But while many of the domestic chores are mundane, there is one task that has a real Wild West glamour. Each year one student is picked to be the ranch cowboy. The student cowboy works closely with the ranch manager and spends the summer in a shack more than 10,000 feet up in the mountains, mending fences and looking after the cattle in their high pastures. This year it is the turn of Mihir Kshirsagar, a soft-spoken, ponytailed student from India.

Kshirsagar heard about Deep Springs via a teacher at his Indian boarding school. When he arrived from Bombay two years ago, he had never ridden a horse and was shocked when told to mop the dormitory floors. Now he looks every inch the cowboy in jeans and chaps, turning his horse in tight circles, leaning far back in the big Western saddle and swirling one hand above his head. "C'mon, girls, c'mon," he encourages gently as tons of brown bovine stupidity with names like Sunshine and Rollerskate thunder around him. Although Mihir's riding is skilled, he still hasn't quite mastered one aspect of the essential cowboy image. A cool, laconic demeanour eludes him; his bright grin betrays the fact that he is having far too much fun.

After two years at Deep Springs all students have to move on to complete their degrees during a further two years at one of the larger, conventional universities, mainly prestigious institutions such as Harvard and Cornell. Since the lecturers are themselves obliged to leave Deep Springs after a maximum of six years, the school is in a constant state of flux - only the cats, dogs and pick-up trucks get tenure. "It goes back and forth between being a brilliant experiment and a horrible one," said a former faculty member. "Depending on the combination it can crystallise into something great or it can turn dark and muddy."

All the teachers are new this year so the nearest there is to an institutional memory is the college president, L Jackson Newell, who was a student at Deep Springs in the Fifties. He returned for a few years as a young academic in the Sixties, a time when the conflicts that swept campuses found their way even to this remote valley. "The students were bitter and acerbic," he recalls, "they were anti-everything." Because many of the decisions about the school are taken by the students themselves, Newell sees his role as maintaining a measure of civility to head off the lurking possibility of its 26 self-governing teenagers spiralling down into a rerun of Lord of the Flies.

Written request 1 =>
Answer these questions from the Deep Springs text:
(a) How high up in the mountains is the student cowboy's shack?
(b) For how many years at most may lecturers stay at Deep Springs?
(c) In which decade was L Jackson Newell a student at Deep Springs?
Written request 2 =>
Edit the part of the Deep Springs text that opens with the words "But while many" and closes with "student from India.", replacing "cattle" with "livestock".
Written request 3 =>
Pick up the Deep Springs text where it stops and carry it on.
The lines that come next have no connection to the Deep Springs text.

Recorded data =>

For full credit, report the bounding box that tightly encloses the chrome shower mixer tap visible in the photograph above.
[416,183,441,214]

Written answer 1 =>
(a) More than 10,000 feet.
(b) Six years.
(c) The Fifties.

Written answer 2 =>
But while many of the domestic chores are mundane, there is one task that has a real Wild West glamour. Each year one student is picked to be the ranch cowboy. The student cowboy works closely with the ranch manager and spends the summer in a shack more than 10,000 feet up in the mountains, mending fences and looking after the livestock in their high pastures. This year it is the turn of Mihir Kshirsagar, a soft-spoken, ponytailed student from India.

Written answer 3 =>
Today's students seem better natured than their feral forebears. Still, they relish stories of past conflicts. One enduring issue has been whether to accept women. The students have tended to vote in favour, but the trustees - mainly former alumni, who have limited powers of veto over certain areas of the constitution - have always voted against the idea in fear that it would irrevocably change the ethos of the place. For the moment the issue has been put aside, but the students are confident that the change will come sooner or later. In general, though, the principle of student autonomy is sacrosanct - they select the teachers, choose the next intake, even evaluate their own performance. When I asked if I could sit in on a meeting of the applications committee, one student glowered and said no. I was asked to stand outside while a brief discussion ensued; I was then invited back in. The meeting was brisk and purposeful, with an agenda written up in neat script on the blackboard.

While teachers sit on the committees, they are there mostly to offer guidance. When I visit, Jack Murphy, a former student who has returned to teach sciences, says little as the students debate the wording of questions that will seek out the views of applicants on the nature of evil, public service and the pitfalls of an elite education. The college president checks the final list of those admitted but otherwise confines himself to a gentle admonishment to students to select a diverse and challenging intake, not just those applicants who reflect their own ideas.

Giving the students such powers puts the lecturers in an odd position. "It was sometimes painful as an adult watching them make mistakes," said one former teacher. "For one thing, you have to live with the consequences. It's great, for example, that they all learn to cook, but it means you have to sit through some disgusting meals." Deep Springs is, understandably, a little suspicious of outsiders. Although it is far from secretive - it has a web site to advertise itself to potential applicants - the college has a reputation for being slightly cultish. "You know, it's not true we have to kill something to graduate," a student told me wearily, disabusing me of one of the many rumours about the place. They clearly expected to see themselves set yet again in a folksy picture of cowboys and tumbleweeds. They were insistent that life at Deep Springs was hard to explain because of the often contradictory forces at work; its intellectualism is balanced by manual labour, its isolation from the world by a tightly woven sense of community, its macho ranch ethos is offset by an environment of tolerance and humour. "Even my parents don't really know what life is like for me here," said Mihir Kshirsagar. "And everyone else back home thinks I go to an agricultural college."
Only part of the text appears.